- **Data for review**:
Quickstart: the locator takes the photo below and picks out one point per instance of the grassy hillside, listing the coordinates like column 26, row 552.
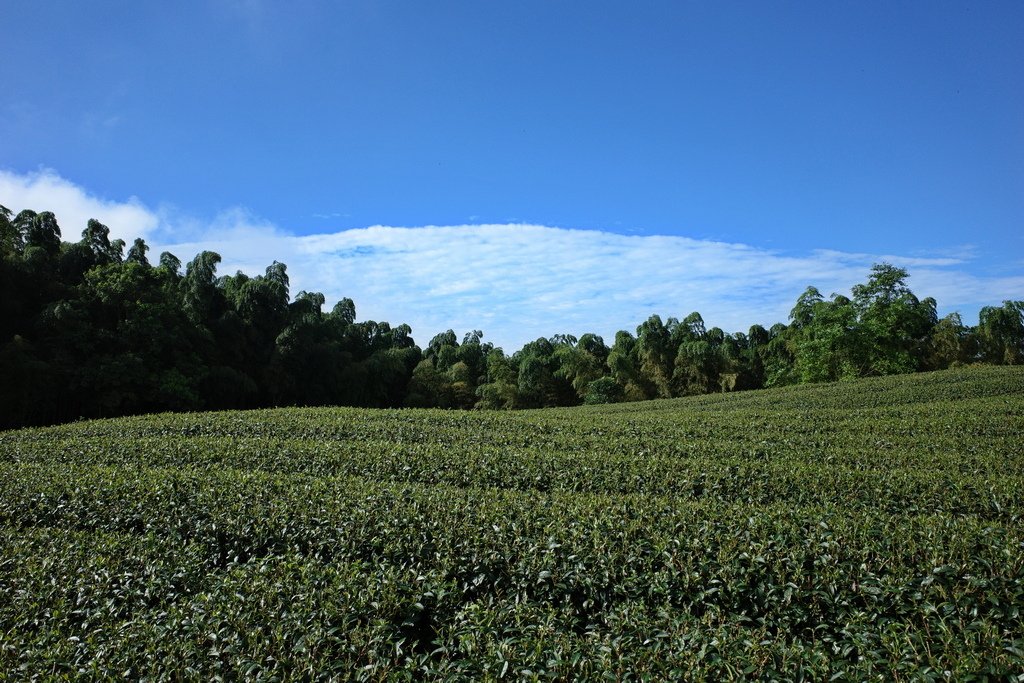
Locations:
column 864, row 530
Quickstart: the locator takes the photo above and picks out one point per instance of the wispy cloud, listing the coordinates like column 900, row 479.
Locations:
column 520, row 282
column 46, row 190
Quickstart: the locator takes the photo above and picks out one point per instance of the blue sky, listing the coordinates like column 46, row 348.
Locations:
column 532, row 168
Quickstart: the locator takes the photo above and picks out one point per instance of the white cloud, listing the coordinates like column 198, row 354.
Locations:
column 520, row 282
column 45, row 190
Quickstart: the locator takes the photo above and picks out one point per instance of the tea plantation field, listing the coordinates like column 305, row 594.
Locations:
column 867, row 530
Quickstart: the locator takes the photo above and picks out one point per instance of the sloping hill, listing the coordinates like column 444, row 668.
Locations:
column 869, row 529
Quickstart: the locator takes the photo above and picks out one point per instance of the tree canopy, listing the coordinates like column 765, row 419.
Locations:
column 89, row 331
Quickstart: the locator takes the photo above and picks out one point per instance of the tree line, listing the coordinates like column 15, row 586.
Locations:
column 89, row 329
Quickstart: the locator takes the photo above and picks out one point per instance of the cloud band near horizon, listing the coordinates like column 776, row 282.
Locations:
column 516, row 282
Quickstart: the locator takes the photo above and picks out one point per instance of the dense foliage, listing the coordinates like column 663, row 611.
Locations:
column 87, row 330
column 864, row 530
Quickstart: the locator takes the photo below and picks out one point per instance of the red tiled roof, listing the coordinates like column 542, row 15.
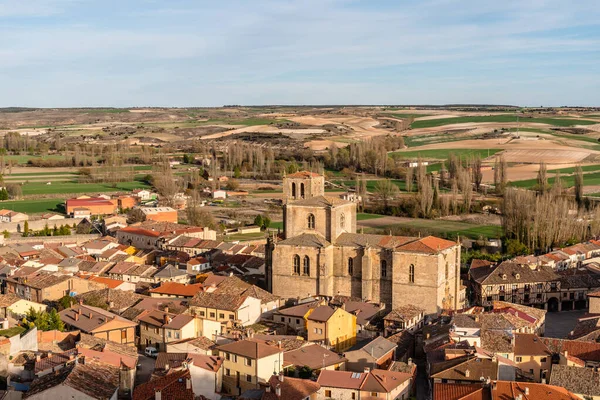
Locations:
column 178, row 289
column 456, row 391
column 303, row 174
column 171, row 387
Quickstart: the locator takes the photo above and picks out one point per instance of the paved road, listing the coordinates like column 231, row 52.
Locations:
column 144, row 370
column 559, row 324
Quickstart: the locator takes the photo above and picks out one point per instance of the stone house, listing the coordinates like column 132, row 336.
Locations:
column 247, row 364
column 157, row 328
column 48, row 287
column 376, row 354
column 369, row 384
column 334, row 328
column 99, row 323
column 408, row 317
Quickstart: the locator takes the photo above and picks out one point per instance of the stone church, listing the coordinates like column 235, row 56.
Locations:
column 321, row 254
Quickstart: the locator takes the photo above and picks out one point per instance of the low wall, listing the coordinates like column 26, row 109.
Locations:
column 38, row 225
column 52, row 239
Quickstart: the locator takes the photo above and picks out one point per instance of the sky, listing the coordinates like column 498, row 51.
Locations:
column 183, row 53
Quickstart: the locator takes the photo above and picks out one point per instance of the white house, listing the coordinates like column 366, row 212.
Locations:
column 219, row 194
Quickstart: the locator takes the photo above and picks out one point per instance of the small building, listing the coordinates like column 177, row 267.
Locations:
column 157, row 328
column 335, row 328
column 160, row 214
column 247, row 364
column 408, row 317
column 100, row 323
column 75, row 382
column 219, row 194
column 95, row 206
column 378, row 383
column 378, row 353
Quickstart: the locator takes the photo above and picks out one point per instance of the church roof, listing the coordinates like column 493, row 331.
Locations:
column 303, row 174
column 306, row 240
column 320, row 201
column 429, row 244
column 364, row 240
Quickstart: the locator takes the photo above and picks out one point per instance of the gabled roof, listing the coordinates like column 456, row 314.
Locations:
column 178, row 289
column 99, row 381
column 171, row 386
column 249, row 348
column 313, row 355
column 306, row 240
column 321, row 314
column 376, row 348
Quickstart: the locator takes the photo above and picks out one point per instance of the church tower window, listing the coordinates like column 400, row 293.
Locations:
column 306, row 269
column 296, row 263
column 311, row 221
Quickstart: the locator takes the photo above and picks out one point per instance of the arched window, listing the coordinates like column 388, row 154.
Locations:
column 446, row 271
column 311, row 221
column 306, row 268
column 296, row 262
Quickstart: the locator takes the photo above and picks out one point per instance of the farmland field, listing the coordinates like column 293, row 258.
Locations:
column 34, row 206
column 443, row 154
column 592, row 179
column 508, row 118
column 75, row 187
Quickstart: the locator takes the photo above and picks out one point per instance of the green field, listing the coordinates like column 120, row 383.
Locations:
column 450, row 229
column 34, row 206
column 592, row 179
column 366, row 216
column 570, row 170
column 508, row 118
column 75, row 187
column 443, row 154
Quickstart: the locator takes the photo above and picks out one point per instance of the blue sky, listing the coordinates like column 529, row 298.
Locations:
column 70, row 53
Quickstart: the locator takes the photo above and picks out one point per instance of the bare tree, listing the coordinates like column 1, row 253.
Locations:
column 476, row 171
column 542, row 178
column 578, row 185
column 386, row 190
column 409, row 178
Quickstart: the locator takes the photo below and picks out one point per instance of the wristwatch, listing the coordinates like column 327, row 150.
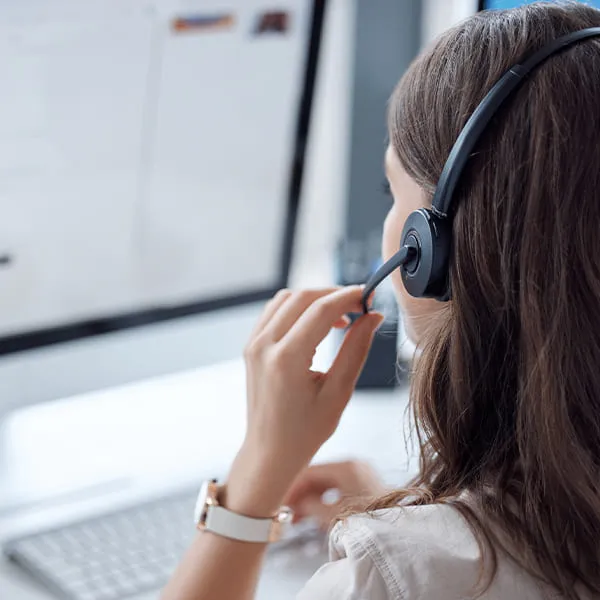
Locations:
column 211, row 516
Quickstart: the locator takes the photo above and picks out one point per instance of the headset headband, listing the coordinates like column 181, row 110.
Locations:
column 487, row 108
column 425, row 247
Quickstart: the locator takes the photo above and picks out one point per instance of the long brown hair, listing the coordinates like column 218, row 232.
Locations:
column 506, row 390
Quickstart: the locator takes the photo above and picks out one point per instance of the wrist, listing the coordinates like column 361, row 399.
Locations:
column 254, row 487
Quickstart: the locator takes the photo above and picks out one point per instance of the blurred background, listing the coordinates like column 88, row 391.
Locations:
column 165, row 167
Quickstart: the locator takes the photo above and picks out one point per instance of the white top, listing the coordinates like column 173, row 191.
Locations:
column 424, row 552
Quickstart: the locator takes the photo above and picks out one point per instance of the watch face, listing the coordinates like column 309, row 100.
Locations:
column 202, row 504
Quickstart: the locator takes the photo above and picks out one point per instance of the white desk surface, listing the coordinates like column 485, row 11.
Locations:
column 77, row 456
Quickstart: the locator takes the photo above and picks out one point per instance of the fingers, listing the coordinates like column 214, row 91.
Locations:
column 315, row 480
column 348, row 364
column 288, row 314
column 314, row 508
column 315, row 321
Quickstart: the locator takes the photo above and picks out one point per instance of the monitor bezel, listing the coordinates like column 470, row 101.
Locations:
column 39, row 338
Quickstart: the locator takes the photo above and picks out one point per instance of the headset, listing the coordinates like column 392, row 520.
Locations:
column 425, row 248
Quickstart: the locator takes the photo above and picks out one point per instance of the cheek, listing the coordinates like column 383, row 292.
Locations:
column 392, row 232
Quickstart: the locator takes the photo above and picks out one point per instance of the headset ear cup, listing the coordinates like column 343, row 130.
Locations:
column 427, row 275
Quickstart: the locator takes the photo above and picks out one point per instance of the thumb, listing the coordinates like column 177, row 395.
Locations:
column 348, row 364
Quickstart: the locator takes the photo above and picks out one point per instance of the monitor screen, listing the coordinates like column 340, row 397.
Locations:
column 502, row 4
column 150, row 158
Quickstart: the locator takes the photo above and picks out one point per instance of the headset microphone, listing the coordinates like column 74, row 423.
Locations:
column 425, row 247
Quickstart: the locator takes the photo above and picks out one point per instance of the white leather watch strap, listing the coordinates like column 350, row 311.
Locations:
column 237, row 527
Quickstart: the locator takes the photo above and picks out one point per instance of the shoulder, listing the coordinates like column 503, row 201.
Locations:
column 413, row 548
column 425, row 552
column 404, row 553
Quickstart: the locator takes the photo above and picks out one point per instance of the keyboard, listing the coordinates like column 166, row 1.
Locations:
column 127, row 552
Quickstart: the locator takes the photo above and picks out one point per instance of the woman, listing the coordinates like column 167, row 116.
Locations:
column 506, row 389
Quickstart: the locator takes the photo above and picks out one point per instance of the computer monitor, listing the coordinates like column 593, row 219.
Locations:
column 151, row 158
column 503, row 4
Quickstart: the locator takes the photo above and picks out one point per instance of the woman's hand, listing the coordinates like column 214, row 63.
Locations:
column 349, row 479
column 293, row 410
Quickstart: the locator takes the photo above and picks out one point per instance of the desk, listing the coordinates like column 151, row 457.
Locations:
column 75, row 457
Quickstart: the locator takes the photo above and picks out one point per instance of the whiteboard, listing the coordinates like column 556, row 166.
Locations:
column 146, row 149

- **Goal of the exercise**: Where the line containing "593, row 219." appears, begin a word-for-word copy and carry it through the last line of the listing, leaving out all other lines.

- **Task result**:
Quickstart: the locator takes the photo above and picks out one point per instance of the computer monitor, listing the coordinates like column 593, row 219.
Locations:
column 151, row 158
column 503, row 4
Quickstart: the locator takes the photo above and picks out one point per instance of the woman's hand, listing the coordinates like column 214, row 63.
Locations:
column 349, row 479
column 293, row 410
Quickstart: the locator takes the photo above and picks out one point per instance of the desk, listing the coordinates like column 151, row 457.
Locations:
column 75, row 457
Quickstart: the locator takes the photo above and picks out one point per instance of the whiteboard, listing the coordinates like column 556, row 166.
Locations:
column 146, row 149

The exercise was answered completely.